Un curieux polar en forme de documentaire

Le tour de France vu par un auteur mexicain
« Mort contre la montre » permet de s’insinuer dans les coulisses d’une compétition vedette du cyslisme mondial, le tour de France, un calvaire, un chemin de croix pour tous les coureurs des leaders jusqu’au dernier du peloton. Jorge Zepeda Patterson met en scène un franco-colombien né à Medellin, d’un père militaire français et d’une mère colombienne – Marc Moreau – qui trouve son salut dans le cyclisme en devenant « gregario », celui qui se sacrifie pour faire gagner le leader. L’éternel oublié, celui qui ne portera jamais le maillot jaune.
Pour ce tour des incidents se multiplient : chute massive du peloton mais surtout des assassinats. Qui veut détruire les équipes adverses pour gagner ? L’ex caporal Moreau est sollicité, par la police, pour mener l’enquête. A chaque étape, à partir de la septième, il fait le compte des suspects et du classement général, manière de maintenir l’intérêt et suivre la routine des coureurs, massage, repose, entraînement, fatigue et volonté de poursuivre.

Matériel fourni:
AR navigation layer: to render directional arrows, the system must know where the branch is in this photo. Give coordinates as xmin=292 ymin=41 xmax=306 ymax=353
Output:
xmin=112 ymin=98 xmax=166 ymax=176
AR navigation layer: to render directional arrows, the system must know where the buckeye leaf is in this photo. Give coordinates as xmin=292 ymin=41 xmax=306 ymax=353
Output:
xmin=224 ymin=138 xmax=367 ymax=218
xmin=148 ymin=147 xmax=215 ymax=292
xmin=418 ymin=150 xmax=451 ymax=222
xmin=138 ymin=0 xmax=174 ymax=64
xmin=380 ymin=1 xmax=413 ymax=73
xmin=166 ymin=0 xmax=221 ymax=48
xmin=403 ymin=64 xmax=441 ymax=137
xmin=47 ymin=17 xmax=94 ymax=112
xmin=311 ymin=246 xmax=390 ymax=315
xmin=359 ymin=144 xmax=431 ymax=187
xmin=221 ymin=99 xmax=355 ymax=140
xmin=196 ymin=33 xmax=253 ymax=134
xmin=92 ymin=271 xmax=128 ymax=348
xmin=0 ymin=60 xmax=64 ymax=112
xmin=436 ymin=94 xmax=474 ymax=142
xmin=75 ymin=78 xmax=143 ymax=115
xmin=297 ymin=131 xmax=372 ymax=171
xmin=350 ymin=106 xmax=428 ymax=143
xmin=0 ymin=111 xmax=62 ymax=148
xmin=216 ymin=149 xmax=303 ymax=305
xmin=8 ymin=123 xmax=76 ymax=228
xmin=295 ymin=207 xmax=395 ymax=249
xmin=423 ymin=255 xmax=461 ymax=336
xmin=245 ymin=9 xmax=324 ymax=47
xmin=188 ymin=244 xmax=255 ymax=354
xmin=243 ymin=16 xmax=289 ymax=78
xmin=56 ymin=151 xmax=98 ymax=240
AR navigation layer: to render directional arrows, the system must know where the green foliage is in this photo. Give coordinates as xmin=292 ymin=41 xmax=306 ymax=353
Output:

Objectif A: Recopiez tel quel le passage du texte sur le polar qui va de « Pour ce tour » à « volonté de poursuivre. », ces deux bornes comprises.
Objectif B: Écrivez la suite du texte sur le polar en reprenant juste après sa dernière phrase.
Les lignes fournies ne servent à rien ici.

Réponse rédigée A:
Pour ce tour des incidents se multiplient : chute massive du peloton mais surtout des assassinats. Qui veut détruire les équipes adverses pour gagner ? L’ex caporal Moreau est sollicité, par la police, pour mener l’enquête. A chaque étape, à partir de la septième, il fait le compte des suspects et du classement général, manière de maintenir l’intérêt et suivre la routine des coureurs, massage, repose, entraînement, fatigue et volonté de poursuivre.

Réponse rédigée B:
L’astuce de l’auteur, est de transformer le cycliste en une marchandise manipulée dans tous les sens et par tout le personnel du tour. La fin est une manière de faire résonner la seule chose qui compte : gagner et gagner à tout prix. Personne ne peut en sortir indemne. La camaraderie existe, la solidarité aussi qui volent en éclat devant le trophée, le Graal, le maillot jaune. L’apparence d’une ode au sport se transforme en critique du sport de compétition par une simple phrase dans l’épilogue. En même temps, il rend hommage aux soutiers, à ceux qui représentent l’âme de ce tour de France, à leur rage, à leur colère, à leur envie de poser le pied sur le podium.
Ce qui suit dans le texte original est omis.